▶ TASK DETAILS: Nothing but the lines from the one containing "Can you find the utility" through the last line should be written out, please, exactly as they stand.

Named-object pointing records
# # #

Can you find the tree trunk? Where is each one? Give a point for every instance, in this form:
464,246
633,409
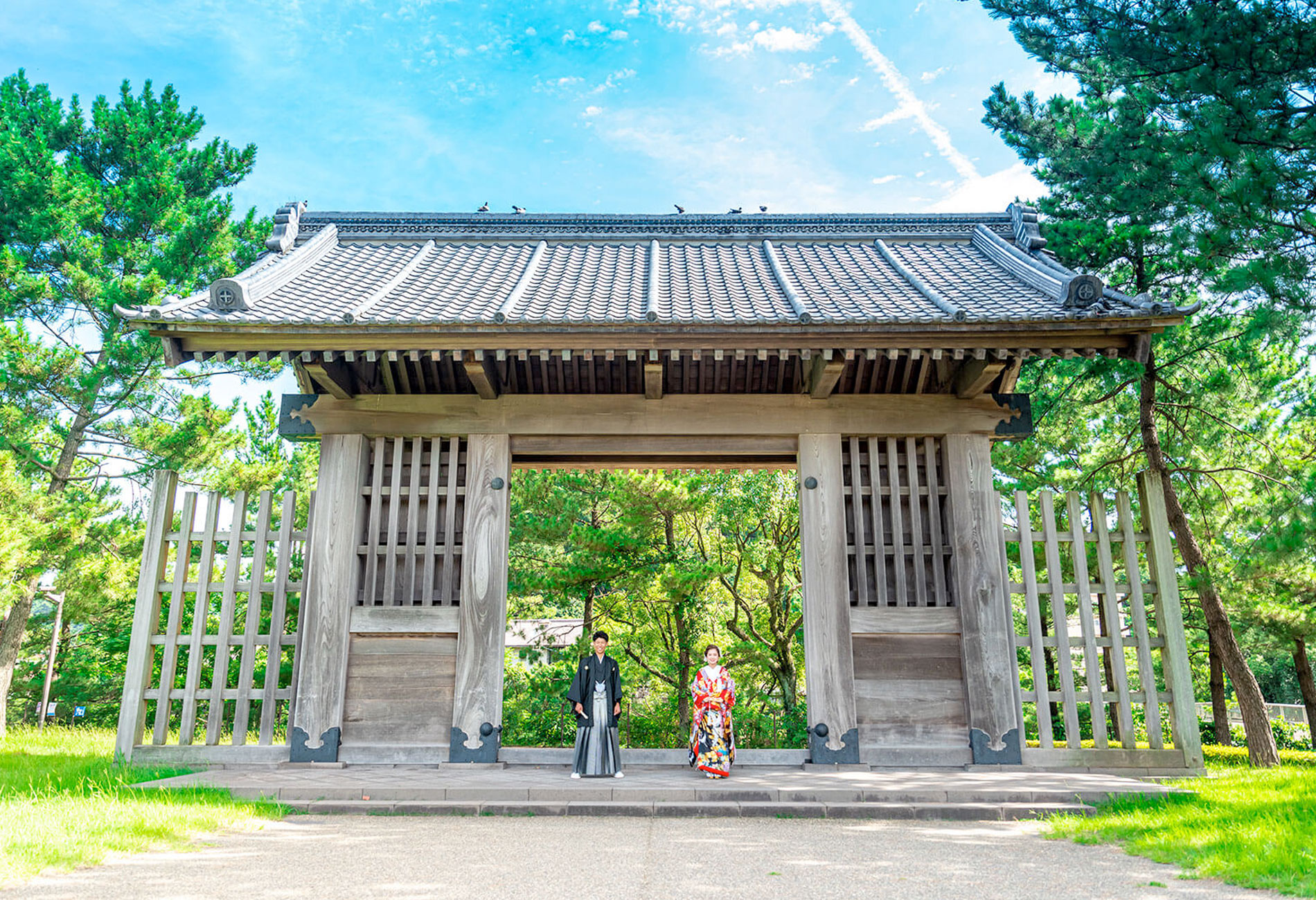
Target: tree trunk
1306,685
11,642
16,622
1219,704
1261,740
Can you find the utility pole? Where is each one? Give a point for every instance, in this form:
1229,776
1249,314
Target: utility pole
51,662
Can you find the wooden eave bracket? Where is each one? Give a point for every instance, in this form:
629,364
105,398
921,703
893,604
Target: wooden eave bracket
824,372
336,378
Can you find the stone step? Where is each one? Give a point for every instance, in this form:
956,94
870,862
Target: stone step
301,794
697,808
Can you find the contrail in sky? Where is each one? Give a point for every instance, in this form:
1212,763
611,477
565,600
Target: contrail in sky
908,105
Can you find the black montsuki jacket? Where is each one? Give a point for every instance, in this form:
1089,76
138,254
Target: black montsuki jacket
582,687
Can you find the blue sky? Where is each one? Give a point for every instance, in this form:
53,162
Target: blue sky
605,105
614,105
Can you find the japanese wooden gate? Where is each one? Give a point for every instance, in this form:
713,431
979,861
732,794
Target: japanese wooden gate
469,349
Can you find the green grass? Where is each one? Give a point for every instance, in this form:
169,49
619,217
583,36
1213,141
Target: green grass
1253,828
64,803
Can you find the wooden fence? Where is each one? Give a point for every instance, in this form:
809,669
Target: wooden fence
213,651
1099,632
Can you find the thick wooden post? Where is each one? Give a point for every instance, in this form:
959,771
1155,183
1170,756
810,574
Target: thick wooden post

# # #

▶ THE REPLY:
Can you find the utility pole? Where is each one? Give a point for every instance, in this form:
1229,776
1249,314
Target: utility pole
51,662
Can you find the wooden eave bracket? Where is each one? Give a point for every instance, in this form:
629,364
105,398
921,703
893,604
Target: wooden eave bracket
824,372
336,378
Can you find the stone step? Where is each one? Give a point for every instance, in this form:
956,94
870,862
Target: stone step
301,794
697,808
Can you find the contrail in sky? Where is each one? Give a point for every instance, in this form:
1212,763
611,477
565,600
Target: contrail in sky
908,105
Can you find the black montsuki jacket? Where is each one? Give a point for every instance, in this form:
1089,76
138,254
Target: black montsuki jacket
582,687
Can you find the blue sky? Where is each one? Give a point for every instance, in this form:
53,162
Target: blue sky
605,105
614,105
Can you find the japanese wooden gate? Where is each one? Give a point for every instance, in this form:
713,431
979,861
732,794
Target: japanese wooden gate
469,349
Can you find the green grass? Where is each one? Give a point for every instance, in this form:
169,49
619,217
583,36
1213,141
Target: green grass
1253,828
64,803
Can you find the wooden fence? Where is each one? Give a point for every instance, in this form:
809,669
Target: wooden fence
213,651
1099,632
Can you find the thick wooden post? Where is each one? Give a point for every instance, in this form:
959,771
1155,183
1170,756
810,574
Target: thick wooden post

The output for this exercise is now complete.